▸ **Material for the task**
- - -
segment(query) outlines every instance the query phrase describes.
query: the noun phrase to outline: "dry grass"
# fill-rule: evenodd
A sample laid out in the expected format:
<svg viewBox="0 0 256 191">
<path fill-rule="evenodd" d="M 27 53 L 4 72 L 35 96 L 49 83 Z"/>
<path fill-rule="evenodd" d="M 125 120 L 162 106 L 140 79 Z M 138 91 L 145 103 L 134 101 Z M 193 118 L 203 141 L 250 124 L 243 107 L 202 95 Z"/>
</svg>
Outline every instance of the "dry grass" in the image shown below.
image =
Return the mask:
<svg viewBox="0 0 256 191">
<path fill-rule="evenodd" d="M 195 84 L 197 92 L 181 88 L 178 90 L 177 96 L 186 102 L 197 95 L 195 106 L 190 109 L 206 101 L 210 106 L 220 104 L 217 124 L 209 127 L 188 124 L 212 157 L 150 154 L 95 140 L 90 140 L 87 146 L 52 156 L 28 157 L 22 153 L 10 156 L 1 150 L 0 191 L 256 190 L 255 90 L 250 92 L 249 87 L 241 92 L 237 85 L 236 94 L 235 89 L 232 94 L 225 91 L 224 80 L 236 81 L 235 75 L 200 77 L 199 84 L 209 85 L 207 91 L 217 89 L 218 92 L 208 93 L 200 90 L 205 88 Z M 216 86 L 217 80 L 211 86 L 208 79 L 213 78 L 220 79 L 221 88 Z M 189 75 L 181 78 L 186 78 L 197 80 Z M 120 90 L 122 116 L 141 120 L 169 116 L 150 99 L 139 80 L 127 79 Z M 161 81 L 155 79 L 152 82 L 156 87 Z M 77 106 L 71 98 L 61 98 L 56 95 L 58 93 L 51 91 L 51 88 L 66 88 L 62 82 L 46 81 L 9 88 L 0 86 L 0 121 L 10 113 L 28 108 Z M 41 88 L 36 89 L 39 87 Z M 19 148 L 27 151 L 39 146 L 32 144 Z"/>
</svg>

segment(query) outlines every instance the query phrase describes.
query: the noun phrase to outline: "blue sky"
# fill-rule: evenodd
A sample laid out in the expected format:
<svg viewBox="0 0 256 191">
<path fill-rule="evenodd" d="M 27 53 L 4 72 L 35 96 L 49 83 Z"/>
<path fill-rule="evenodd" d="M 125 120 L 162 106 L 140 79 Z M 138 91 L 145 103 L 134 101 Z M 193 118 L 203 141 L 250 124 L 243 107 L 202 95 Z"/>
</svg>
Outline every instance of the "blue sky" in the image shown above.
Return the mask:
- - -
Which lines of the entries above contain the string "blue"? Pull out each of those lines in full, treating uppercase and lowercase as different.

query: the noun phrase to outline: "blue sky"
Outline every instance of the "blue sky" in the image shown above.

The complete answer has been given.